> _Dataset extract_:
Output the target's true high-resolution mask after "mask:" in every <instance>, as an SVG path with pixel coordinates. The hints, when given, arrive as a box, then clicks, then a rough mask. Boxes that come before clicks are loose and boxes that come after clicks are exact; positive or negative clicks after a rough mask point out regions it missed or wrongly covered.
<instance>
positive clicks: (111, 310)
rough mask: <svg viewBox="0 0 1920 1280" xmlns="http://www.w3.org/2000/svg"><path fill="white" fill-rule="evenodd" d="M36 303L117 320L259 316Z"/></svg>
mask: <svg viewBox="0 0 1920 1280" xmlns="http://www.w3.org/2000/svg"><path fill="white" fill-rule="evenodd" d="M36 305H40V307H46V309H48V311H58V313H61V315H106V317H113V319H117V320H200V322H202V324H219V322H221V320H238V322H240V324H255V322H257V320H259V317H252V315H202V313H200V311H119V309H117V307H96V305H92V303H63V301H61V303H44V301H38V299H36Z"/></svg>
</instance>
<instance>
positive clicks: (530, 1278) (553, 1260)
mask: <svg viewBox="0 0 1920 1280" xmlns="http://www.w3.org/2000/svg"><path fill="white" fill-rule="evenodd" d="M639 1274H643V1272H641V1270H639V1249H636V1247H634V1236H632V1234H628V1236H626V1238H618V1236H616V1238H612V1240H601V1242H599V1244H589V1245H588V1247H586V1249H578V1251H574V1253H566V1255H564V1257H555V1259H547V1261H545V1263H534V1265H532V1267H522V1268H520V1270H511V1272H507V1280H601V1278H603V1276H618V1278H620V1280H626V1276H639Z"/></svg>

> _Your assignment_:
Your answer must be the full listing, restated word for word.

> _Answer space_:
Output the target's true high-resolution mask after "mask:" in every <instance>, as an SVG path with pixel coordinates. The hints, when given, arrive as a box, then clicks, then a rough mask. Boxes that come before clicks are loose and boxes that come after clicks are exact; positive or negative clicks after a rough mask point out regions it missed or wrongly covered.
<instance>
positive clicks: (111, 310)
rough mask: <svg viewBox="0 0 1920 1280" xmlns="http://www.w3.org/2000/svg"><path fill="white" fill-rule="evenodd" d="M36 303L117 320L259 316Z"/></svg>
mask: <svg viewBox="0 0 1920 1280" xmlns="http://www.w3.org/2000/svg"><path fill="white" fill-rule="evenodd" d="M36 305H40V307H46V309H48V311H58V313H61V315H106V317H113V319H117V320H200V322H202V324H219V322H221V320H238V322H240V324H255V322H257V320H259V317H252V315H202V313H200V311H119V309H117V307H96V305H92V303H63V301H61V303H44V301H38V299H36Z"/></svg>
</instance>
<instance>
positive clicks: (530, 1278) (553, 1260)
mask: <svg viewBox="0 0 1920 1280" xmlns="http://www.w3.org/2000/svg"><path fill="white" fill-rule="evenodd" d="M639 1274H643V1272H641V1270H639V1249H636V1247H634V1236H632V1234H628V1236H626V1238H618V1236H616V1238H612V1240H601V1242H599V1244H589V1245H588V1247H586V1249H578V1251H574V1253H566V1255H564V1257H555V1259H547V1261H545V1263H534V1265H532V1267H522V1268H520V1270H511V1272H507V1280H601V1278H603V1276H618V1278H620V1280H626V1276H639Z"/></svg>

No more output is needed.